◆ Directions for this task
Lay out every line from the one containing "Please examine the image above and detect the tree" through the last line as a Markdown table with the columns Row and Line, skipping any blank lines.

[Rows from a box labeling dataset]

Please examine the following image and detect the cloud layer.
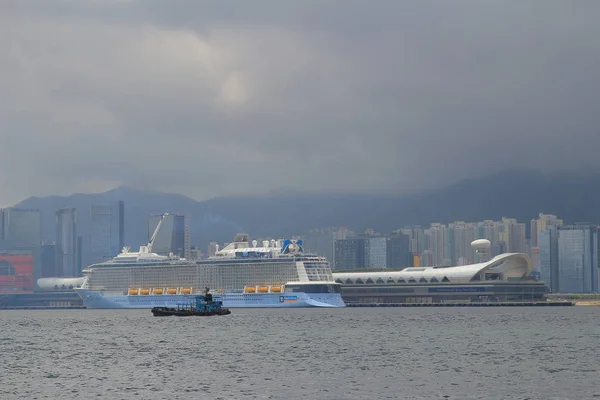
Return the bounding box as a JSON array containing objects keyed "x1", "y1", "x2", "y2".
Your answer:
[{"x1": 0, "y1": 0, "x2": 600, "y2": 205}]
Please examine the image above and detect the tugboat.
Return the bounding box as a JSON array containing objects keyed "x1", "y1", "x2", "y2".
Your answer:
[{"x1": 152, "y1": 288, "x2": 231, "y2": 317}]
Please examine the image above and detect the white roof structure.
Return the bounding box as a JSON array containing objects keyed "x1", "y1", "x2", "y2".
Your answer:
[
  {"x1": 333, "y1": 253, "x2": 532, "y2": 285},
  {"x1": 37, "y1": 277, "x2": 85, "y2": 290}
]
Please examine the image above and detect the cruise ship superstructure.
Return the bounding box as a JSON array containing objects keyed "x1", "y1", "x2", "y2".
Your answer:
[{"x1": 75, "y1": 216, "x2": 345, "y2": 309}]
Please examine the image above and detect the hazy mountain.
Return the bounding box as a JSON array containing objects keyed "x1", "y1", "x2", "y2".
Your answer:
[{"x1": 11, "y1": 170, "x2": 600, "y2": 248}]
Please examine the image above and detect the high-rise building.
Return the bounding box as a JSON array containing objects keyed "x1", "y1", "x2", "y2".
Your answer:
[
  {"x1": 363, "y1": 236, "x2": 387, "y2": 268},
  {"x1": 499, "y1": 217, "x2": 527, "y2": 253},
  {"x1": 334, "y1": 238, "x2": 365, "y2": 271},
  {"x1": 56, "y1": 208, "x2": 79, "y2": 276},
  {"x1": 530, "y1": 213, "x2": 563, "y2": 247},
  {"x1": 425, "y1": 223, "x2": 452, "y2": 267},
  {"x1": 0, "y1": 207, "x2": 42, "y2": 280},
  {"x1": 400, "y1": 225, "x2": 425, "y2": 254},
  {"x1": 40, "y1": 241, "x2": 56, "y2": 278},
  {"x1": 88, "y1": 200, "x2": 125, "y2": 265},
  {"x1": 538, "y1": 225, "x2": 560, "y2": 293},
  {"x1": 206, "y1": 242, "x2": 219, "y2": 257},
  {"x1": 385, "y1": 233, "x2": 414, "y2": 269},
  {"x1": 148, "y1": 214, "x2": 190, "y2": 258},
  {"x1": 117, "y1": 200, "x2": 125, "y2": 251},
  {"x1": 87, "y1": 205, "x2": 116, "y2": 264},
  {"x1": 558, "y1": 224, "x2": 599, "y2": 293},
  {"x1": 303, "y1": 228, "x2": 348, "y2": 265}
]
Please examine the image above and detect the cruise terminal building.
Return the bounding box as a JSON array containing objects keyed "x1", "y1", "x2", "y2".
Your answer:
[{"x1": 333, "y1": 239, "x2": 548, "y2": 304}]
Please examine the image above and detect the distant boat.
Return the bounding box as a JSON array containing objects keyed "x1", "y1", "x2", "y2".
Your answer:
[{"x1": 152, "y1": 288, "x2": 231, "y2": 317}]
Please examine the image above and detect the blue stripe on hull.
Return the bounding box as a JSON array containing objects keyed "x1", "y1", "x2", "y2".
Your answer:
[{"x1": 75, "y1": 289, "x2": 345, "y2": 309}]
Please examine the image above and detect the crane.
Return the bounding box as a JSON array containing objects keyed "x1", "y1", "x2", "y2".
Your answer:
[{"x1": 148, "y1": 213, "x2": 169, "y2": 253}]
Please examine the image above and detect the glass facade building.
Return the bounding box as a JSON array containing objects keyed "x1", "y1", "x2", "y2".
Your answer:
[
  {"x1": 536, "y1": 226, "x2": 564, "y2": 293},
  {"x1": 87, "y1": 205, "x2": 116, "y2": 264},
  {"x1": 56, "y1": 208, "x2": 80, "y2": 276},
  {"x1": 0, "y1": 208, "x2": 42, "y2": 280},
  {"x1": 558, "y1": 225, "x2": 598, "y2": 293}
]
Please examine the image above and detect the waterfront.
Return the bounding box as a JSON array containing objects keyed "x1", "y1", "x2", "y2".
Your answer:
[{"x1": 0, "y1": 307, "x2": 600, "y2": 399}]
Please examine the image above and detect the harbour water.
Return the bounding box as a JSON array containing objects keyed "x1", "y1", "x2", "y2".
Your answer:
[{"x1": 0, "y1": 307, "x2": 600, "y2": 399}]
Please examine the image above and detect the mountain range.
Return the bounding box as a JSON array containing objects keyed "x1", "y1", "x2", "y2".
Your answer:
[{"x1": 15, "y1": 170, "x2": 600, "y2": 248}]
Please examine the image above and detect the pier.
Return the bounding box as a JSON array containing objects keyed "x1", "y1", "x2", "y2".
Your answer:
[{"x1": 346, "y1": 301, "x2": 575, "y2": 307}]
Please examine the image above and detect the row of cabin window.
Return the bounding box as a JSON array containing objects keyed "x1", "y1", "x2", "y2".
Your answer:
[{"x1": 336, "y1": 276, "x2": 450, "y2": 285}]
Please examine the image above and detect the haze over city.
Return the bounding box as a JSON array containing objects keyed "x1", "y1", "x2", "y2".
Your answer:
[{"x1": 0, "y1": 0, "x2": 600, "y2": 206}]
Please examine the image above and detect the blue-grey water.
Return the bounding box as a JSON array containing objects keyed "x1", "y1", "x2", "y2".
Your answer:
[{"x1": 0, "y1": 307, "x2": 600, "y2": 399}]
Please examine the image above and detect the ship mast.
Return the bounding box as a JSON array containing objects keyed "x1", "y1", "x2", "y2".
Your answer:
[{"x1": 148, "y1": 213, "x2": 169, "y2": 253}]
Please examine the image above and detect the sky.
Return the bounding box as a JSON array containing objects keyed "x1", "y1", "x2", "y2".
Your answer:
[{"x1": 0, "y1": 0, "x2": 600, "y2": 205}]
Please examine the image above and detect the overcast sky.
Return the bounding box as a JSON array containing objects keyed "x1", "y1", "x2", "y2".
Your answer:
[{"x1": 0, "y1": 0, "x2": 600, "y2": 205}]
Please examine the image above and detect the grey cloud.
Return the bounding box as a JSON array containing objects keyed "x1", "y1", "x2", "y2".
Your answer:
[{"x1": 0, "y1": 0, "x2": 600, "y2": 204}]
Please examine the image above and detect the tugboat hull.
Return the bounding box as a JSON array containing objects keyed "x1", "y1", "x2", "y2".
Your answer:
[{"x1": 152, "y1": 307, "x2": 231, "y2": 317}]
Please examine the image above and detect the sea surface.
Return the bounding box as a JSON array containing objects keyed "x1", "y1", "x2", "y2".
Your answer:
[{"x1": 0, "y1": 307, "x2": 600, "y2": 400}]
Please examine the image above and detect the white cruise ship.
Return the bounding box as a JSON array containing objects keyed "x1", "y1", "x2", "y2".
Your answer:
[{"x1": 75, "y1": 220, "x2": 345, "y2": 309}]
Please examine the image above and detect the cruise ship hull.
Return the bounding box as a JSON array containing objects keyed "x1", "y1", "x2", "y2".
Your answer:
[{"x1": 75, "y1": 289, "x2": 345, "y2": 309}]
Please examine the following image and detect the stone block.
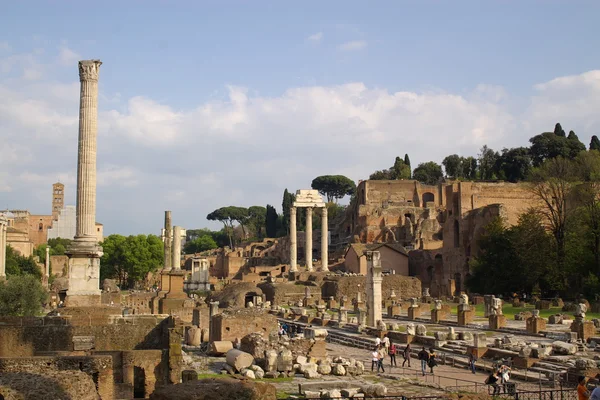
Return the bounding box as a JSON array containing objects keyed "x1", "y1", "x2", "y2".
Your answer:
[
  {"x1": 225, "y1": 348, "x2": 254, "y2": 372},
  {"x1": 408, "y1": 307, "x2": 421, "y2": 320},
  {"x1": 458, "y1": 310, "x2": 475, "y2": 326},
  {"x1": 488, "y1": 315, "x2": 506, "y2": 329},
  {"x1": 210, "y1": 340, "x2": 233, "y2": 354},
  {"x1": 526, "y1": 317, "x2": 546, "y2": 334}
]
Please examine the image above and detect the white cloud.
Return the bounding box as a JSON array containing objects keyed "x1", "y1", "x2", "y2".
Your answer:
[
  {"x1": 0, "y1": 45, "x2": 600, "y2": 233},
  {"x1": 338, "y1": 40, "x2": 367, "y2": 51},
  {"x1": 308, "y1": 32, "x2": 323, "y2": 42},
  {"x1": 58, "y1": 46, "x2": 81, "y2": 66}
]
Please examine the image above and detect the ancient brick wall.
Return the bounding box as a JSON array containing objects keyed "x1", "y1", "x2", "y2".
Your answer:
[
  {"x1": 0, "y1": 355, "x2": 114, "y2": 400},
  {"x1": 321, "y1": 275, "x2": 423, "y2": 300},
  {"x1": 0, "y1": 314, "x2": 172, "y2": 357},
  {"x1": 210, "y1": 308, "x2": 277, "y2": 341}
]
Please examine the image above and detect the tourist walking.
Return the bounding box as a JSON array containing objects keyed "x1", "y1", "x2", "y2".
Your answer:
[
  {"x1": 418, "y1": 346, "x2": 429, "y2": 376},
  {"x1": 371, "y1": 347, "x2": 379, "y2": 372},
  {"x1": 381, "y1": 334, "x2": 390, "y2": 353},
  {"x1": 388, "y1": 342, "x2": 398, "y2": 368},
  {"x1": 577, "y1": 375, "x2": 590, "y2": 400},
  {"x1": 402, "y1": 343, "x2": 410, "y2": 368},
  {"x1": 469, "y1": 353, "x2": 477, "y2": 373},
  {"x1": 485, "y1": 371, "x2": 500, "y2": 396},
  {"x1": 377, "y1": 345, "x2": 385, "y2": 372}
]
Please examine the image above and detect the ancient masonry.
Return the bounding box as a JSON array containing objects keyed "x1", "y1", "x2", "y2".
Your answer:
[
  {"x1": 0, "y1": 215, "x2": 8, "y2": 278},
  {"x1": 290, "y1": 190, "x2": 329, "y2": 272},
  {"x1": 66, "y1": 60, "x2": 103, "y2": 306},
  {"x1": 366, "y1": 251, "x2": 383, "y2": 327}
]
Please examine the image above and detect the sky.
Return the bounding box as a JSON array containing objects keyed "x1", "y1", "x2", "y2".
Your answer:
[{"x1": 0, "y1": 0, "x2": 600, "y2": 235}]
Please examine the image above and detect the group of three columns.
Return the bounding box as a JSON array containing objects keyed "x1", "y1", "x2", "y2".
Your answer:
[{"x1": 290, "y1": 206, "x2": 329, "y2": 272}]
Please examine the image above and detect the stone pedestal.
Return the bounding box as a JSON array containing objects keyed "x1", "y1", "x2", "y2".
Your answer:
[
  {"x1": 488, "y1": 315, "x2": 506, "y2": 329},
  {"x1": 525, "y1": 316, "x2": 546, "y2": 334},
  {"x1": 431, "y1": 310, "x2": 447, "y2": 324},
  {"x1": 571, "y1": 320, "x2": 596, "y2": 342},
  {"x1": 408, "y1": 307, "x2": 421, "y2": 320},
  {"x1": 388, "y1": 304, "x2": 402, "y2": 318},
  {"x1": 458, "y1": 309, "x2": 475, "y2": 326}
]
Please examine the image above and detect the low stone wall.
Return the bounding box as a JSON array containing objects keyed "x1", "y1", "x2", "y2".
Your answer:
[
  {"x1": 321, "y1": 275, "x2": 422, "y2": 300},
  {"x1": 0, "y1": 355, "x2": 114, "y2": 400},
  {"x1": 0, "y1": 314, "x2": 173, "y2": 357}
]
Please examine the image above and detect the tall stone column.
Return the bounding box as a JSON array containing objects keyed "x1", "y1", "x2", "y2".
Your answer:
[
  {"x1": 290, "y1": 207, "x2": 298, "y2": 272},
  {"x1": 66, "y1": 60, "x2": 103, "y2": 307},
  {"x1": 0, "y1": 216, "x2": 8, "y2": 279},
  {"x1": 366, "y1": 251, "x2": 383, "y2": 327},
  {"x1": 171, "y1": 226, "x2": 181, "y2": 270},
  {"x1": 163, "y1": 211, "x2": 173, "y2": 271},
  {"x1": 321, "y1": 206, "x2": 329, "y2": 271},
  {"x1": 75, "y1": 60, "x2": 102, "y2": 242},
  {"x1": 304, "y1": 207, "x2": 312, "y2": 271},
  {"x1": 44, "y1": 245, "x2": 50, "y2": 279}
]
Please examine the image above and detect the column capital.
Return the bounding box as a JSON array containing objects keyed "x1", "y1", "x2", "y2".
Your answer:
[{"x1": 79, "y1": 60, "x2": 102, "y2": 82}]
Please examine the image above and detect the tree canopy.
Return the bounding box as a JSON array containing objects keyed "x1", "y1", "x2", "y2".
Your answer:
[
  {"x1": 100, "y1": 235, "x2": 164, "y2": 288},
  {"x1": 0, "y1": 274, "x2": 48, "y2": 317},
  {"x1": 413, "y1": 161, "x2": 444, "y2": 185},
  {"x1": 310, "y1": 175, "x2": 356, "y2": 203}
]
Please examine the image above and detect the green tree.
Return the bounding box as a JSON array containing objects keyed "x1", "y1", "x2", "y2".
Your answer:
[
  {"x1": 100, "y1": 235, "x2": 164, "y2": 288},
  {"x1": 0, "y1": 275, "x2": 48, "y2": 317},
  {"x1": 390, "y1": 157, "x2": 411, "y2": 180},
  {"x1": 590, "y1": 135, "x2": 600, "y2": 150},
  {"x1": 248, "y1": 206, "x2": 267, "y2": 239},
  {"x1": 265, "y1": 204, "x2": 278, "y2": 238},
  {"x1": 404, "y1": 154, "x2": 412, "y2": 179},
  {"x1": 206, "y1": 206, "x2": 248, "y2": 249},
  {"x1": 494, "y1": 147, "x2": 532, "y2": 182},
  {"x1": 369, "y1": 169, "x2": 392, "y2": 181},
  {"x1": 531, "y1": 156, "x2": 577, "y2": 282},
  {"x1": 477, "y1": 145, "x2": 498, "y2": 181},
  {"x1": 442, "y1": 154, "x2": 464, "y2": 179},
  {"x1": 413, "y1": 161, "x2": 444, "y2": 185},
  {"x1": 310, "y1": 175, "x2": 356, "y2": 203}
]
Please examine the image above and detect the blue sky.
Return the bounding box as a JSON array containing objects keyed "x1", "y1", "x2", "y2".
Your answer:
[{"x1": 0, "y1": 1, "x2": 600, "y2": 234}]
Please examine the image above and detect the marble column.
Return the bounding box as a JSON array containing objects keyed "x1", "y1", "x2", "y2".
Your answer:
[
  {"x1": 304, "y1": 207, "x2": 312, "y2": 271},
  {"x1": 75, "y1": 60, "x2": 102, "y2": 242},
  {"x1": 163, "y1": 211, "x2": 173, "y2": 271},
  {"x1": 44, "y1": 245, "x2": 50, "y2": 279},
  {"x1": 171, "y1": 226, "x2": 181, "y2": 270},
  {"x1": 290, "y1": 207, "x2": 298, "y2": 272},
  {"x1": 0, "y1": 216, "x2": 8, "y2": 278},
  {"x1": 65, "y1": 60, "x2": 103, "y2": 307},
  {"x1": 321, "y1": 206, "x2": 329, "y2": 271}
]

◆ Response to the exercise
| Row | Line |
|---|---|
| 1 | Please examine the image above and detect the tree canopy. |
| 2 | Return the bounding box as a JSON array containing objects keyed "x1", "y1", "x2", "y2". |
| 3 | Your answer: |
| 4 | [ |
| 5 |   {"x1": 100, "y1": 235, "x2": 164, "y2": 288}, |
| 6 |   {"x1": 0, "y1": 274, "x2": 48, "y2": 317}, |
| 7 |   {"x1": 413, "y1": 161, "x2": 444, "y2": 185}, |
| 8 |   {"x1": 310, "y1": 175, "x2": 356, "y2": 203} |
| 9 | ] |
| 10 | Please examine the image above and detect the green tree. |
| 11 | Return the bounding box as a JSON array containing objects keyed "x1", "y1", "x2", "y2". |
| 12 | Your answer: |
| 13 | [ |
| 14 |   {"x1": 100, "y1": 235, "x2": 164, "y2": 288}, |
| 15 |   {"x1": 0, "y1": 275, "x2": 48, "y2": 317}, |
| 16 |   {"x1": 390, "y1": 157, "x2": 411, "y2": 180}, |
| 17 |   {"x1": 590, "y1": 135, "x2": 600, "y2": 150}, |
| 18 |   {"x1": 248, "y1": 206, "x2": 267, "y2": 239}, |
| 19 |   {"x1": 265, "y1": 204, "x2": 278, "y2": 238}, |
| 20 |   {"x1": 404, "y1": 154, "x2": 412, "y2": 179}, |
| 21 |   {"x1": 206, "y1": 206, "x2": 248, "y2": 249}, |
| 22 |   {"x1": 494, "y1": 147, "x2": 532, "y2": 182}, |
| 23 |   {"x1": 369, "y1": 169, "x2": 392, "y2": 181}, |
| 24 |   {"x1": 531, "y1": 156, "x2": 577, "y2": 282}, |
| 25 |   {"x1": 477, "y1": 145, "x2": 498, "y2": 181}, |
| 26 |   {"x1": 442, "y1": 154, "x2": 464, "y2": 179}, |
| 27 |   {"x1": 413, "y1": 161, "x2": 444, "y2": 185}, |
| 28 |   {"x1": 310, "y1": 175, "x2": 356, "y2": 203} |
| 29 | ] |
| 30 | Please examine the image above and detect the blue sky. |
| 31 | Return the bounding box as a JSON array containing objects keyed "x1", "y1", "x2", "y2". |
| 32 | Your answer: |
| 33 | [{"x1": 0, "y1": 1, "x2": 600, "y2": 234}] |
| 34 | Please examine the image above and detect the marble column. |
| 35 | Return the bounding box as a JSON array containing objects keyed "x1", "y1", "x2", "y2". |
| 36 | Your answer: |
| 37 | [ |
| 38 |   {"x1": 304, "y1": 207, "x2": 312, "y2": 271}, |
| 39 |   {"x1": 75, "y1": 60, "x2": 102, "y2": 242}, |
| 40 |   {"x1": 163, "y1": 211, "x2": 173, "y2": 271}, |
| 41 |   {"x1": 44, "y1": 245, "x2": 50, "y2": 279}, |
| 42 |   {"x1": 171, "y1": 226, "x2": 181, "y2": 270}, |
| 43 |   {"x1": 290, "y1": 207, "x2": 298, "y2": 272}, |
| 44 |   {"x1": 0, "y1": 216, "x2": 8, "y2": 278}, |
| 45 |   {"x1": 65, "y1": 60, "x2": 103, "y2": 307}, |
| 46 |   {"x1": 321, "y1": 206, "x2": 329, "y2": 271} |
| 47 | ] |